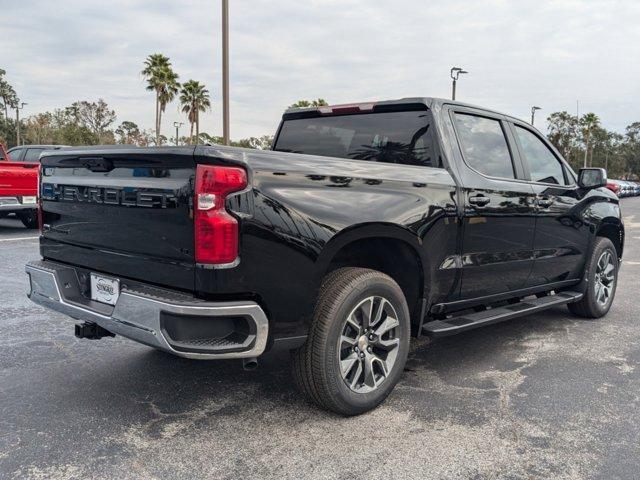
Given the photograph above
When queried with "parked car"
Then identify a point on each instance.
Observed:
(18, 189)
(30, 153)
(613, 186)
(623, 187)
(366, 224)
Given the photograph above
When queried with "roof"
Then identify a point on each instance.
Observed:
(430, 102)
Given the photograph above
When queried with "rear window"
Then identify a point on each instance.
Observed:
(32, 155)
(390, 137)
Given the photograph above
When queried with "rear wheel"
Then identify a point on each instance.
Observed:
(601, 275)
(358, 342)
(29, 218)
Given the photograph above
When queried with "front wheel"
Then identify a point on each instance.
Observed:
(358, 342)
(29, 218)
(601, 275)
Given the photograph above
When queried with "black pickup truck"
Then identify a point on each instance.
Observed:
(365, 224)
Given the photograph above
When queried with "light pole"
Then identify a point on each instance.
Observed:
(177, 125)
(455, 73)
(533, 114)
(19, 106)
(225, 71)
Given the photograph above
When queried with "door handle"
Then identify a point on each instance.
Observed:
(545, 202)
(479, 200)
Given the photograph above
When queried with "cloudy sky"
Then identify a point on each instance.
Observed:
(518, 53)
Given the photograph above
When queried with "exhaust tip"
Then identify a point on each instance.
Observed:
(249, 364)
-*-
§ **EXERCISE REQUIREMENTS**:
Within the entries above, how many lines hold the string "rear"? State the number with no other words.

§ **SOLUTION TO THIS EXERCISE**:
2